### Travail à faire
Pouvez-vous recopier mot pour mot le passage du texte sur la peur pendant la Révolution qui s'ouvre sur les mots contenant « La peur peut » et se termine par « 22 juin 1791. » ?

### Texte de la page
La peur peut être aussi à l’origine du comportement des terroristes. Elle explique les massacres de détenus dans les prisons de Paris en septembre 1792. Paris est alors menacé par le duc de Brunswick ; on craint l’arrivée des Prussiens. Il faut tuer tous les royalistes qui risqueraient de dénoncer les « patriotes ». Du 2 au 6 septembre, plus de 1 300 prisonniers sans défense sont exécutés à l’arme blanche. Spontané à l’origine, le mouvement a été vite encadré par des meneurs. C’est souvent la fureur de la foule qui est à l’origine de violences, comme le meurtre du comte de Dampierre venu saluer la berline du roi au retour de Varennes, le 22 juin 1791.

### Données fournies

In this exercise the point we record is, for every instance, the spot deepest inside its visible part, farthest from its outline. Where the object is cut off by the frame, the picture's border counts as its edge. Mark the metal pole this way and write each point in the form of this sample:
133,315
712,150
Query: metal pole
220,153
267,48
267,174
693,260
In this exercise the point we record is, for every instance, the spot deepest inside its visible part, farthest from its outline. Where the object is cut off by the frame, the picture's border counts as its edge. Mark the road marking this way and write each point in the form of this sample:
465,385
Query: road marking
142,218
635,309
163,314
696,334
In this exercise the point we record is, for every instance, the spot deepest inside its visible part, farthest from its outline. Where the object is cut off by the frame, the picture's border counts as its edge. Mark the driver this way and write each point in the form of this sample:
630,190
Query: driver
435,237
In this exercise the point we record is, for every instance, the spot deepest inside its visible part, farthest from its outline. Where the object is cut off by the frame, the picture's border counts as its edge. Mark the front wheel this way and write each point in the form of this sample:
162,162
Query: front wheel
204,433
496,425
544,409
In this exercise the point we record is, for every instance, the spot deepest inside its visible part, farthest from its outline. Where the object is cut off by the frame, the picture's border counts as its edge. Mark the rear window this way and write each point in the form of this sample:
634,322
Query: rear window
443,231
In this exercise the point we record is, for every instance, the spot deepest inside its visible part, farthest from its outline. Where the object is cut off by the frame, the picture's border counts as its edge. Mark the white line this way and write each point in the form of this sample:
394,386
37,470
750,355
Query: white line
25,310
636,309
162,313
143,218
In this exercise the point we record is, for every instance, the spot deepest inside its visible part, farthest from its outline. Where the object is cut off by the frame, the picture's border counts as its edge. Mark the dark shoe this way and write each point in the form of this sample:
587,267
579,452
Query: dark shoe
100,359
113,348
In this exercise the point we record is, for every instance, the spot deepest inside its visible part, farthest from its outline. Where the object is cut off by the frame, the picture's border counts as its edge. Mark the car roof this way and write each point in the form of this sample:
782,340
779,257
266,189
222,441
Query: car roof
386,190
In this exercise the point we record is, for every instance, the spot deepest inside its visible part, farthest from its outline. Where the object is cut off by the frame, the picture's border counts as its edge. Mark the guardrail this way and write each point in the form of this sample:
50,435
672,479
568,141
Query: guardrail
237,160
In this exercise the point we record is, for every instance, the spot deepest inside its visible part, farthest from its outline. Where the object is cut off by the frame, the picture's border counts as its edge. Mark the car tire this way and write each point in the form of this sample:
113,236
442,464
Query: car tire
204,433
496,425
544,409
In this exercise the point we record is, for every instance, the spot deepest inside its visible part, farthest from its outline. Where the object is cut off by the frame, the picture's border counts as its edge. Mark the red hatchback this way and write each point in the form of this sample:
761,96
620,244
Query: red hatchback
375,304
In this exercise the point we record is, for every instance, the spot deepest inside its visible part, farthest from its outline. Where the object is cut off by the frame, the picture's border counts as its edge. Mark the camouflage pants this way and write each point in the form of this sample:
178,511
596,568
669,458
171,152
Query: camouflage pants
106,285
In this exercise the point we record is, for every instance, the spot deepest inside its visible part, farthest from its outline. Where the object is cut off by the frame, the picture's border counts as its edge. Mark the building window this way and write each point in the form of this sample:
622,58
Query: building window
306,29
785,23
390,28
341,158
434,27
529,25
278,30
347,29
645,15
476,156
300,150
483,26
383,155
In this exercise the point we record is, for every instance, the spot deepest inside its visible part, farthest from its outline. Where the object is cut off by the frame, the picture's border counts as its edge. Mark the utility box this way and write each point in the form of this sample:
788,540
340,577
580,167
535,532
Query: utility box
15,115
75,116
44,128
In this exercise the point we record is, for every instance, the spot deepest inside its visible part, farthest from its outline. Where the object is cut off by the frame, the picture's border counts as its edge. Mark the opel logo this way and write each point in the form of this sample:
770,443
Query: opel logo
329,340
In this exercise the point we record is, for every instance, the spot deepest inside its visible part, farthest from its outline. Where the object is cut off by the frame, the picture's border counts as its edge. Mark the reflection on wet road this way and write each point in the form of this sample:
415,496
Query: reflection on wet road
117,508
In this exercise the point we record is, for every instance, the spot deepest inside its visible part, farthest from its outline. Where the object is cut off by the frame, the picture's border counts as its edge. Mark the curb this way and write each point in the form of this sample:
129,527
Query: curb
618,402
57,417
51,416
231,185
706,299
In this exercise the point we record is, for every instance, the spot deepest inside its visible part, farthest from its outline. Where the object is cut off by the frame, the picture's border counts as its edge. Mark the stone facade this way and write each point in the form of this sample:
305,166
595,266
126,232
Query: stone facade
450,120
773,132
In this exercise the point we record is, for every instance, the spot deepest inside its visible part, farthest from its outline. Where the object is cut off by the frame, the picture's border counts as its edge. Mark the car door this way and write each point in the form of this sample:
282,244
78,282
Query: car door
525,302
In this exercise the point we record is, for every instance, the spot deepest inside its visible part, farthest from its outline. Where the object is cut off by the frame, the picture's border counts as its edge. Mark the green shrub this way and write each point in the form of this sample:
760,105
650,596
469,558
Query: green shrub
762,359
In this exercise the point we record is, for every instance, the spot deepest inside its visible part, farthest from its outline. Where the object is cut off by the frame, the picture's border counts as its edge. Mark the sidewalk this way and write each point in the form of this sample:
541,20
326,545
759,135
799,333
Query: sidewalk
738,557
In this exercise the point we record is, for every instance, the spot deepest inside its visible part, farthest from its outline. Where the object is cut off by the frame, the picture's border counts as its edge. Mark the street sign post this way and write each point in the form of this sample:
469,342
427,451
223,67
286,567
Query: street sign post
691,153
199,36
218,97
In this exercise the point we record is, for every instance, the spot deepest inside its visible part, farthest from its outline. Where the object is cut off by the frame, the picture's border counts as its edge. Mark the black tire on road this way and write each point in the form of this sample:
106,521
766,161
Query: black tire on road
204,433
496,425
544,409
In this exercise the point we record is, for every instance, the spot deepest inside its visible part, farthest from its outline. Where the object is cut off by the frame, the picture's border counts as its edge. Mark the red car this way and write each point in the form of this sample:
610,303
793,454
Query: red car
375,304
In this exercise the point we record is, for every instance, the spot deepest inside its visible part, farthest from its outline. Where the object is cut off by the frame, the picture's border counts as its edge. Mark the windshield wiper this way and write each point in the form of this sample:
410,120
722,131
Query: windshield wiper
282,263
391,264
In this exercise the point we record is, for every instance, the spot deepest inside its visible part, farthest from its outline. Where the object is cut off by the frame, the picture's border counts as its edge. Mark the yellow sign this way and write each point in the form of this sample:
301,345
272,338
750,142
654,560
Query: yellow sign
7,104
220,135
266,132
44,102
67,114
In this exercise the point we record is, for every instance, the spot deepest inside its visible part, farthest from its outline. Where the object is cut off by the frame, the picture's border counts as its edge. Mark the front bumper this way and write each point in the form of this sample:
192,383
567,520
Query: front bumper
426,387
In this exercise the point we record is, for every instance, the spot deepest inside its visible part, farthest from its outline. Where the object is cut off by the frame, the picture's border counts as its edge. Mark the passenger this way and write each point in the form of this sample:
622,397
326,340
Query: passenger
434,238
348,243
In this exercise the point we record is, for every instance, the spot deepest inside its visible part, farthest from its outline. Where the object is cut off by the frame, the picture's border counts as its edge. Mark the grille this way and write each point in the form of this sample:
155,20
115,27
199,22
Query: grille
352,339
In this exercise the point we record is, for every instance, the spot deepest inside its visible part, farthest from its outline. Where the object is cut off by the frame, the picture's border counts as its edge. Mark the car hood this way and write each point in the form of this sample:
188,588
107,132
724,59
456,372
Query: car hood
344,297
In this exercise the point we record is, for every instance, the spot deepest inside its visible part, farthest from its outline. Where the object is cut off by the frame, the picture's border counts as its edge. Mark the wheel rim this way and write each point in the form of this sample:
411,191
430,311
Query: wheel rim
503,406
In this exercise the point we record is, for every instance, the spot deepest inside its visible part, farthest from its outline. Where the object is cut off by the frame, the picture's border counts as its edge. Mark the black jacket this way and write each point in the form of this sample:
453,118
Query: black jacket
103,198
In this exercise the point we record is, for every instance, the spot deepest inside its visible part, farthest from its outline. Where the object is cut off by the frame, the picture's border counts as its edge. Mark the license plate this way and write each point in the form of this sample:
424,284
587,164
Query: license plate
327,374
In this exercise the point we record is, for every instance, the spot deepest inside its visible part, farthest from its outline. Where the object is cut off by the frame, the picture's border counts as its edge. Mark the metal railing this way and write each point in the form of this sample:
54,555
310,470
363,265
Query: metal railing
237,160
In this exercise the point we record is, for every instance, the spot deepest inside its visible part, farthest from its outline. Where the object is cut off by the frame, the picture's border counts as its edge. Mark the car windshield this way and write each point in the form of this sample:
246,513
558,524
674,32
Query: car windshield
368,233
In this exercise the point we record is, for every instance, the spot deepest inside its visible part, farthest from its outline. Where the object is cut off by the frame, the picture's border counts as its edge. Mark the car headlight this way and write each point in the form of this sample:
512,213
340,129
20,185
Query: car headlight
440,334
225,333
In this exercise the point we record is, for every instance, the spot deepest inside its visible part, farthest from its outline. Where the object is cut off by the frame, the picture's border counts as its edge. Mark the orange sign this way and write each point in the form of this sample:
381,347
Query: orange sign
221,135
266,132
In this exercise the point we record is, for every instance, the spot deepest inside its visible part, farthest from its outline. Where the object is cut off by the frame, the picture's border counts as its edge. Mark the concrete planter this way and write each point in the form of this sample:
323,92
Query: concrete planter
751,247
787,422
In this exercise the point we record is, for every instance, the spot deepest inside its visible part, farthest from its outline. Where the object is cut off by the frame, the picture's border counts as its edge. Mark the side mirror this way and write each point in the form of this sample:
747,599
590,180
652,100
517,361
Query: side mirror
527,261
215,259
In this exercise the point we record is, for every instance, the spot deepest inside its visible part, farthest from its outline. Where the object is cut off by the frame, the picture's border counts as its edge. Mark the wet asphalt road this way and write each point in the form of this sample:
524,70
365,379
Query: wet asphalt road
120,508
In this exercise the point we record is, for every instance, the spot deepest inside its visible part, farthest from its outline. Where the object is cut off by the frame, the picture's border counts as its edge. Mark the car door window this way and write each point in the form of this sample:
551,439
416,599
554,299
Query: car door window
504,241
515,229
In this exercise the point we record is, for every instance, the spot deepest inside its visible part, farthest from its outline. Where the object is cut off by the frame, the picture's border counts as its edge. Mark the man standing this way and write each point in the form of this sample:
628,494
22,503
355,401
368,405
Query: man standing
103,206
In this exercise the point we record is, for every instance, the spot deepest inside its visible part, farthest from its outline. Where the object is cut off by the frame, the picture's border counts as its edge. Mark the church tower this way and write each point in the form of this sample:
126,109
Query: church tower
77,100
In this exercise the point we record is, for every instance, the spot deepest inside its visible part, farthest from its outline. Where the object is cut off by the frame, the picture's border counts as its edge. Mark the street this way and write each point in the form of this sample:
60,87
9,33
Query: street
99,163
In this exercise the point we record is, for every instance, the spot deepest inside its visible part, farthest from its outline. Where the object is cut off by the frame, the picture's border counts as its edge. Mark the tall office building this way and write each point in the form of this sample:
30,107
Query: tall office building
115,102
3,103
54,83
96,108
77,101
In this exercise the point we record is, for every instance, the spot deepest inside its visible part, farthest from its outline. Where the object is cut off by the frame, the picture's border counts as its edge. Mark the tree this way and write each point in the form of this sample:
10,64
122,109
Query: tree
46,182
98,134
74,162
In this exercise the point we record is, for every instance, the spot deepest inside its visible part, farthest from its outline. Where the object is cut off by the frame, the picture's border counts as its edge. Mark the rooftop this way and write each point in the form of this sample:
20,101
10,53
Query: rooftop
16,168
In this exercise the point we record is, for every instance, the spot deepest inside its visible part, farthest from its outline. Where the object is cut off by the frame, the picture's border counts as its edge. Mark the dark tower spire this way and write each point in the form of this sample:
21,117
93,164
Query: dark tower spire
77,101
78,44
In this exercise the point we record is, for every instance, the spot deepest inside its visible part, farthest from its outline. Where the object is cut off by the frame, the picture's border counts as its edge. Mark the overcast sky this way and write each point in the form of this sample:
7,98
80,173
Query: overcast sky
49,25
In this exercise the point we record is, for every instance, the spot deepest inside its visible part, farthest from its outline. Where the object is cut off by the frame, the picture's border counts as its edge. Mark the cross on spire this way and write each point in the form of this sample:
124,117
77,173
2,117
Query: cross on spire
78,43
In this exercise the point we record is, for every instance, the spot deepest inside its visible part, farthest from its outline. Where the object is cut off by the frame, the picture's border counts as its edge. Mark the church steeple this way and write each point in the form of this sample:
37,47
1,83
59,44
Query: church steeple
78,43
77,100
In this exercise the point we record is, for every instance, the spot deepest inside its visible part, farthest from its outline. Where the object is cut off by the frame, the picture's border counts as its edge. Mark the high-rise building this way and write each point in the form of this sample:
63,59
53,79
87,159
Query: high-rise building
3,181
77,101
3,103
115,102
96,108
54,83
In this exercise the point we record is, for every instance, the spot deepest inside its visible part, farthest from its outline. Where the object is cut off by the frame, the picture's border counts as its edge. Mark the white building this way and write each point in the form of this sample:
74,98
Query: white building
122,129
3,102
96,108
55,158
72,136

### Solution complète
La peur peut être aussi à l’origine du comportement des terroristes. Elle explique les massacres de détenus dans les prisons de Paris en septembre 1792. Paris est alors menacé par le duc de Brunswick ; on craint l’arrivée des Prussiens. Il faut tuer tous les royalistes qui risqueraient de dénoncer les « patriotes ». Du 2 au 6 septembre, plus de 1 300 prisonniers sans défense sont exécutés à l’arme blanche. Spontané à l’origine, le mouvement a été vite encadré par des meneurs. C’est souvent la fureur de la foule qui est à l’origine de violences, comme le meurtre du comte de Dampierre venu saluer la berline du roi au retour de Varennes, le 22 juin 1791.